**WHAT THE EXERCISE ASKS**
Repeat the records word for word, from the line with "target: kitchen towel" up to and including the line with "[[34, 99], [34, 106], [39, 106], [39, 100]]".

===== THE DATA =====

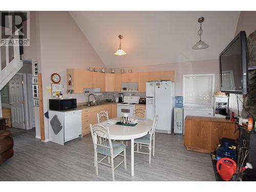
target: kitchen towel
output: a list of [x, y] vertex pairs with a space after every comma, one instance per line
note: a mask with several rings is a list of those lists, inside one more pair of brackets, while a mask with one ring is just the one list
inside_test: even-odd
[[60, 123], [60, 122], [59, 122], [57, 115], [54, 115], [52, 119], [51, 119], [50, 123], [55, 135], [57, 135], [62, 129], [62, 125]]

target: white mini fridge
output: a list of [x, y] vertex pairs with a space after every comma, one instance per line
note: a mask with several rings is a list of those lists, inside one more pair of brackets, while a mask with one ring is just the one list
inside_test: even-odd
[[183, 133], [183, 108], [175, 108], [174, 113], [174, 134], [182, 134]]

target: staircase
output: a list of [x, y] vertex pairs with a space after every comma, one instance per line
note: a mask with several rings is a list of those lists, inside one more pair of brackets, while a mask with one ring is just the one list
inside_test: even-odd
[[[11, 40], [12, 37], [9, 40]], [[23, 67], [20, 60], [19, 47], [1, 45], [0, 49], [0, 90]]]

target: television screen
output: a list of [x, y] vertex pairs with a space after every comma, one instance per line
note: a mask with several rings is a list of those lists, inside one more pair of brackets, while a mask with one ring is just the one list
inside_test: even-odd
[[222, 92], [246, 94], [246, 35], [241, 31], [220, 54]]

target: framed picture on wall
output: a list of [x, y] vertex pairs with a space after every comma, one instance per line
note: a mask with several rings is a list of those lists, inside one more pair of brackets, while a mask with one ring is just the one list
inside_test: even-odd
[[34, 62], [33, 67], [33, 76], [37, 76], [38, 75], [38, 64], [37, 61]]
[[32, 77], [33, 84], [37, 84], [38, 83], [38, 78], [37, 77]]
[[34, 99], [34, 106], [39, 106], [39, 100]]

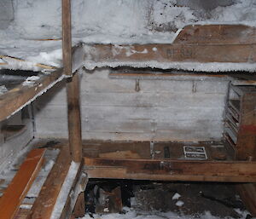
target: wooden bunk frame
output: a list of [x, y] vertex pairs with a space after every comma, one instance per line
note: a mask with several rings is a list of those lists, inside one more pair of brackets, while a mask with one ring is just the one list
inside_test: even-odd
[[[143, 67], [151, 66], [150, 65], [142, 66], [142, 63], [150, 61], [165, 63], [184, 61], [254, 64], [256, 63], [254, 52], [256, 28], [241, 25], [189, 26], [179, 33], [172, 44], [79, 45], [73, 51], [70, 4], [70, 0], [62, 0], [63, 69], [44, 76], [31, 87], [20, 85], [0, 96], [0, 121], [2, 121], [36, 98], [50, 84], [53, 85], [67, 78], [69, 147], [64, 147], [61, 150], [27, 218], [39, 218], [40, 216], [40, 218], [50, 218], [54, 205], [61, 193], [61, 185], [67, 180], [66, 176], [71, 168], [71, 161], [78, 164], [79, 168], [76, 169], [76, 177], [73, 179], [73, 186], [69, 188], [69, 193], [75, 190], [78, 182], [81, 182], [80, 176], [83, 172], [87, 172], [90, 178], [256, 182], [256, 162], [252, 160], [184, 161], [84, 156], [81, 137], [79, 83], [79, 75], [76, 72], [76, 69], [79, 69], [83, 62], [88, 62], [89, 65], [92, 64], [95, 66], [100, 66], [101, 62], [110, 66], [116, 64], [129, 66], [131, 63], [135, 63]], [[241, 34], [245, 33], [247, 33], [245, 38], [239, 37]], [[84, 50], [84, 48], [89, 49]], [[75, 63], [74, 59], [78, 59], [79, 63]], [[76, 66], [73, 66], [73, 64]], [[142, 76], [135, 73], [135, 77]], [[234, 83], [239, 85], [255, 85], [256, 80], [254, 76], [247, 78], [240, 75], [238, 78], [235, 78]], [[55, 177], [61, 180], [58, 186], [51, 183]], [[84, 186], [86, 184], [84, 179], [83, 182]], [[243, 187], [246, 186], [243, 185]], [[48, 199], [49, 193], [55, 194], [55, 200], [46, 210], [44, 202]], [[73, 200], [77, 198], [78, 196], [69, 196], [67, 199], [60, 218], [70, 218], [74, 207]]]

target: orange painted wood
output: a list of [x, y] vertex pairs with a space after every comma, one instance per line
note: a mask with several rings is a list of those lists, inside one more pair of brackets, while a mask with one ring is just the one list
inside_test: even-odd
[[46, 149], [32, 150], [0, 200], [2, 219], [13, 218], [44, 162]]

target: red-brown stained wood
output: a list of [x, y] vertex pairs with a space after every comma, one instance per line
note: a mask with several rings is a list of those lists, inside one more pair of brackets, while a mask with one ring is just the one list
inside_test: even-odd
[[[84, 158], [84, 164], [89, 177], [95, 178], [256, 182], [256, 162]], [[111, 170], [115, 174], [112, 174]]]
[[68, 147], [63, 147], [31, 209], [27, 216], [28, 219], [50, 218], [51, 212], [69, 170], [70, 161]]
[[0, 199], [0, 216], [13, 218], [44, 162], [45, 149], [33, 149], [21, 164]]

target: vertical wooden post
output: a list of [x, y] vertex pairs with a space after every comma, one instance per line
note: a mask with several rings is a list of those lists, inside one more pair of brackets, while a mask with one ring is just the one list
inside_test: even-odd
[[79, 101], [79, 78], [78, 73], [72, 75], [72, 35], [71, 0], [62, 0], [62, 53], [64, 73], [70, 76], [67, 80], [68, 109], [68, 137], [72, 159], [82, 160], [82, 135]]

=====
===== THE DATA =====

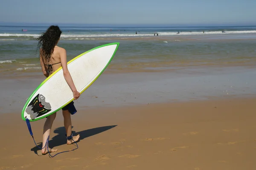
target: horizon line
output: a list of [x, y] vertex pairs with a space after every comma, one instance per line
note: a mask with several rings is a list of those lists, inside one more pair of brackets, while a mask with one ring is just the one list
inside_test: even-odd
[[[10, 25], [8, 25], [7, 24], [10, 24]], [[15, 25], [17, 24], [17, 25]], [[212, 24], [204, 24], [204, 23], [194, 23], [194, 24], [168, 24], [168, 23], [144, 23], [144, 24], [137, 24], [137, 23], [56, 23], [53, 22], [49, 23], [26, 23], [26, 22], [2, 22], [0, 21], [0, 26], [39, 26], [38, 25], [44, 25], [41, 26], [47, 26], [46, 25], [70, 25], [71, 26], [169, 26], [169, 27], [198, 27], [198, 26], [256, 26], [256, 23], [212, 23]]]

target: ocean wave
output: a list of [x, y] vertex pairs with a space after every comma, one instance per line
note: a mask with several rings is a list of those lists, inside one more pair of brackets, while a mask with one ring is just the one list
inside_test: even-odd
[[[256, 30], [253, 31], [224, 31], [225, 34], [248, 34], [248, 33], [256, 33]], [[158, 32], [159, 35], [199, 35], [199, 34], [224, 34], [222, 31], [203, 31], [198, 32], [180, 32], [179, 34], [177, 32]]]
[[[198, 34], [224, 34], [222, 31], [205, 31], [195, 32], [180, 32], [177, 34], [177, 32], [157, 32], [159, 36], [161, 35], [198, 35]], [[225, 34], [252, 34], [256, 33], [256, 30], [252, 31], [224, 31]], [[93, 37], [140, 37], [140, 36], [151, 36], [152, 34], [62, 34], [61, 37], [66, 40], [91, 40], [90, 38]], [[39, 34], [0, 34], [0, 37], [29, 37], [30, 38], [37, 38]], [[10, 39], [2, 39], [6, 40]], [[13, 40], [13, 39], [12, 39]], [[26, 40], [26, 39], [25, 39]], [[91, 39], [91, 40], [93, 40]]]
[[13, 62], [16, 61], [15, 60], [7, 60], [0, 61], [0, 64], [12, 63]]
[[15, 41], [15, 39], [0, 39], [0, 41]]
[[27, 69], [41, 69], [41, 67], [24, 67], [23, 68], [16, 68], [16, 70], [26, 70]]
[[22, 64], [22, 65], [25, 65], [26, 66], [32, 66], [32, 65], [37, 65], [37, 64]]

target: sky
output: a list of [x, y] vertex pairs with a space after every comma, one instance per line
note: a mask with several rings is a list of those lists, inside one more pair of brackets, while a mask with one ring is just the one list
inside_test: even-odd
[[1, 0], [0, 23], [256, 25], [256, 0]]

=====
===== THE DATA =====

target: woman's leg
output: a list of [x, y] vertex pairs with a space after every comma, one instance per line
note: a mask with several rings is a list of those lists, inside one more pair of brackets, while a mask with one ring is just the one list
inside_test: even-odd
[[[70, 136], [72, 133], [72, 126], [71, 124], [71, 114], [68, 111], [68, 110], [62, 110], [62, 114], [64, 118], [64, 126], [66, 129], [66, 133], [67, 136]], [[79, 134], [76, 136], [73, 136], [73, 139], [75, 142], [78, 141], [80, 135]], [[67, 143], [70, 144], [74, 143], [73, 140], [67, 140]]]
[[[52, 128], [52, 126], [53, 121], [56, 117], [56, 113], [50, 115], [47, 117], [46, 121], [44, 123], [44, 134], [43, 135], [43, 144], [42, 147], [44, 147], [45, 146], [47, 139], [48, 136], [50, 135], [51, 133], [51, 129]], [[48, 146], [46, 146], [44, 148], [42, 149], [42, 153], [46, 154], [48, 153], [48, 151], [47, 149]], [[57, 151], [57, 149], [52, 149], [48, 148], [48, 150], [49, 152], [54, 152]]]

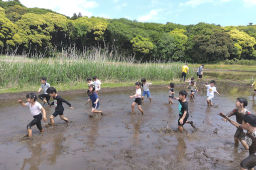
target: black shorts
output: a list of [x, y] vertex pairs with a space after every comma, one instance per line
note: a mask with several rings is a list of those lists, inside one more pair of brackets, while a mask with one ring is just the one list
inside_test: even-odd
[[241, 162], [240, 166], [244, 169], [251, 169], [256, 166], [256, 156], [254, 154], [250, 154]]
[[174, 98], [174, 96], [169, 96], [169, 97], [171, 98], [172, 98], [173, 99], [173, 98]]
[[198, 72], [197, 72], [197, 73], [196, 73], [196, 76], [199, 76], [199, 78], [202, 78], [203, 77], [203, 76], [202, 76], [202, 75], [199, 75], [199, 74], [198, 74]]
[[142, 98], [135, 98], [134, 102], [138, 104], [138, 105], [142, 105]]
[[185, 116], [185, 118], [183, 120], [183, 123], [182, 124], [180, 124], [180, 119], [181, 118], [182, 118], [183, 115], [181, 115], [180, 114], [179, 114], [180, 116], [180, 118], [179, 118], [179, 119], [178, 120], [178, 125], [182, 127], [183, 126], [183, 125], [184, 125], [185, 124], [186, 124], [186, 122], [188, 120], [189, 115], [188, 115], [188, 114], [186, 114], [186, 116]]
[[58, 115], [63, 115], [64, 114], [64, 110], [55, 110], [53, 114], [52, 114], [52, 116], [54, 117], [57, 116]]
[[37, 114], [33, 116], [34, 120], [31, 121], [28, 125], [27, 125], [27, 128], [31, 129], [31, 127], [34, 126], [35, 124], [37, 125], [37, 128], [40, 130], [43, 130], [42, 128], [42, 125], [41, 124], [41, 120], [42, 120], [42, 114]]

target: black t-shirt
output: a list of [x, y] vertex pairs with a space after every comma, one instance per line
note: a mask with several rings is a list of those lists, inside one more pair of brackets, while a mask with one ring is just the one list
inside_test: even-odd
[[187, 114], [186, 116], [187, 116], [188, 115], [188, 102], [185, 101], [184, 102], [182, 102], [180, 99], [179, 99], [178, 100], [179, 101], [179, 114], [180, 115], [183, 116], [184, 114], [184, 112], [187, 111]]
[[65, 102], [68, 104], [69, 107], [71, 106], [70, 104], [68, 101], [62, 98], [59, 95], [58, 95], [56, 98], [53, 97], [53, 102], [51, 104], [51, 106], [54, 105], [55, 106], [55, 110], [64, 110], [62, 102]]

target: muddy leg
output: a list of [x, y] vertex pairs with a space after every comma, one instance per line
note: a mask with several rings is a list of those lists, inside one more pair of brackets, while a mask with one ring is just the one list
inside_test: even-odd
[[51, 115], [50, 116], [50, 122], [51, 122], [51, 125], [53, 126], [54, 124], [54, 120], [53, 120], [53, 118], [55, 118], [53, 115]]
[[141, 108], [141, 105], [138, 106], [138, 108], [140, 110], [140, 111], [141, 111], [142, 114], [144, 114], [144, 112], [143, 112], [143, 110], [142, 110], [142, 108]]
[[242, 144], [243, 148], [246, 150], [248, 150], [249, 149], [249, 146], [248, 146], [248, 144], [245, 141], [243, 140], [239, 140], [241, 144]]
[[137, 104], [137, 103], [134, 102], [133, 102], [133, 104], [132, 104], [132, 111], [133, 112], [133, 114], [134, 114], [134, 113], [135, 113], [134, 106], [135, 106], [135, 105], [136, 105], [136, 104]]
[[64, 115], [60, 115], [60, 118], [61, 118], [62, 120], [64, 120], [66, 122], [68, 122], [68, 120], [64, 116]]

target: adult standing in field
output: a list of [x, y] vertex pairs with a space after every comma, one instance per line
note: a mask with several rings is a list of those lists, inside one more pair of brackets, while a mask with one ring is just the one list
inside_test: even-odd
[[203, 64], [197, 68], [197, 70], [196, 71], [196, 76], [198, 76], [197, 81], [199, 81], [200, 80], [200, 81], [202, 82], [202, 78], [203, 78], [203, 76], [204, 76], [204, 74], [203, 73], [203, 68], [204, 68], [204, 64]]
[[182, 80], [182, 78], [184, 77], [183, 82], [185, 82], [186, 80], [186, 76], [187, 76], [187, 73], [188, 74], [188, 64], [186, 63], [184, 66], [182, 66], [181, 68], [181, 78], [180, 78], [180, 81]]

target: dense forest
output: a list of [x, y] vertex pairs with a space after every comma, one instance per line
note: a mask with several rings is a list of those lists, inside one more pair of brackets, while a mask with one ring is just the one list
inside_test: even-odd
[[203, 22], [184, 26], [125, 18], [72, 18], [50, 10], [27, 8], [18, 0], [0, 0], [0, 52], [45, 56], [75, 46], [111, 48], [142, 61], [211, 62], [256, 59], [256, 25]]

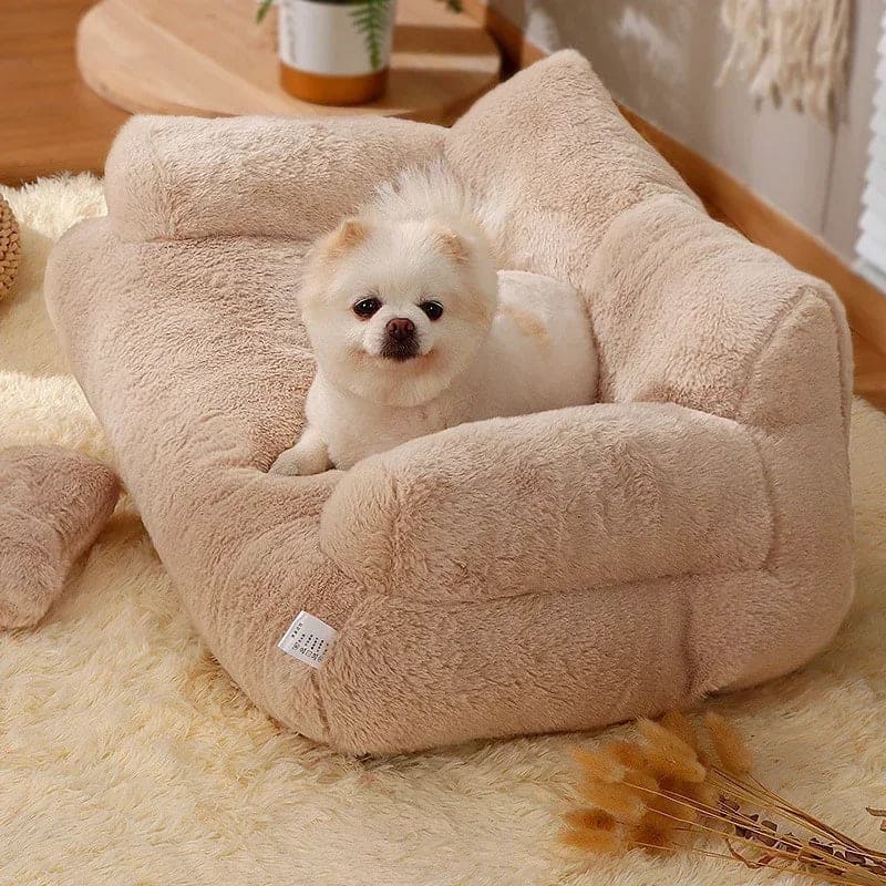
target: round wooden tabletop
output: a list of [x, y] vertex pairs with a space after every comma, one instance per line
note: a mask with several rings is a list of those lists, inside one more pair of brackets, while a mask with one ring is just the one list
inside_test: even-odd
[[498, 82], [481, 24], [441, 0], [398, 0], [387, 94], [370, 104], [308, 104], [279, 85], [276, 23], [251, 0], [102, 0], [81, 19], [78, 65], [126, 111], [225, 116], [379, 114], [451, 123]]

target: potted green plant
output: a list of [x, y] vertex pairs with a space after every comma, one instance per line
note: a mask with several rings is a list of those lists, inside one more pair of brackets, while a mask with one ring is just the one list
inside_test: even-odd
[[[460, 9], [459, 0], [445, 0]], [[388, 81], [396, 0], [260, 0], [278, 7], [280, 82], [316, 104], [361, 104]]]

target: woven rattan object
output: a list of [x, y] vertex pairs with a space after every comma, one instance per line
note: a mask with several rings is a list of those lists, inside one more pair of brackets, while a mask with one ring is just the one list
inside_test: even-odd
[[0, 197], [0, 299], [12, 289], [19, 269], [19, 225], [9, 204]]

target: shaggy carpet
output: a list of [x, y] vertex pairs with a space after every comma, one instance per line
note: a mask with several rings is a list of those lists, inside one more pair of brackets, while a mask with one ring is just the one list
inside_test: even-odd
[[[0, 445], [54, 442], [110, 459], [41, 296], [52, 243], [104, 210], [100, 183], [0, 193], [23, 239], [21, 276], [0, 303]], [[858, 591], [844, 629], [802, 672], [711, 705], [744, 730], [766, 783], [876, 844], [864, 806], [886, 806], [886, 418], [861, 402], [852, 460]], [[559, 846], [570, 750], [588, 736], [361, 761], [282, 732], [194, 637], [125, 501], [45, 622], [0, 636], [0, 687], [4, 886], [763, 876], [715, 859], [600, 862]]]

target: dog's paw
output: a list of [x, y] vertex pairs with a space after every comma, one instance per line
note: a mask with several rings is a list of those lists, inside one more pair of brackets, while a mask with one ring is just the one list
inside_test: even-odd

=====

**SOLUTION FOR THIS PROBLEM**
target: kitchen towel
output: a list of [x, y] vertex pairs with a space after every comma, one instance per line
note: a mask with several rings is a list of those lists, inside one more pair of brackets, while a mask with one ring is just the one list
inside_test: even-odd
[[60, 123], [60, 122], [59, 122], [57, 115], [54, 115], [52, 119], [51, 119], [50, 123], [55, 135], [57, 135], [62, 129], [62, 125]]

target: white mini fridge
output: a list of [x, y] vertex pairs with a space after every comma, one instance per line
note: a mask with several rings is a list of those lists, inside one more pair of brackets, while a mask with one ring is just the one list
inside_test: even-odd
[[183, 133], [183, 108], [175, 108], [174, 113], [174, 134], [182, 134]]

target: staircase
output: a list of [x, y] vertex pairs with a space after every comma, one instance per line
note: a mask with several rings is a list of those lists, inside one more pair of brackets, while a mask with one ring is just the one list
inside_test: even-odd
[[[11, 40], [12, 37], [9, 40]], [[23, 67], [20, 60], [19, 47], [1, 45], [0, 49], [0, 90]]]

target: television screen
output: a list of [x, y] vertex pairs with a space after every comma, one instance per line
note: a mask with several rings is a list of those lists, inside one more pair of brackets, while a mask with one ring is just the one list
inside_test: even-odd
[[222, 92], [246, 94], [246, 35], [241, 31], [220, 54]]

target: framed picture on wall
output: a list of [x, y] vertex pairs with a space after every comma, one instance per line
note: a mask with several rings is a list of those lists, inside one more pair of brackets, while a mask with one ring is just the one list
inside_test: even-odd
[[34, 62], [33, 67], [33, 76], [37, 76], [38, 75], [38, 64], [37, 61]]
[[32, 77], [33, 84], [37, 84], [38, 83], [38, 78], [37, 77]]
[[34, 99], [34, 106], [39, 106], [39, 100]]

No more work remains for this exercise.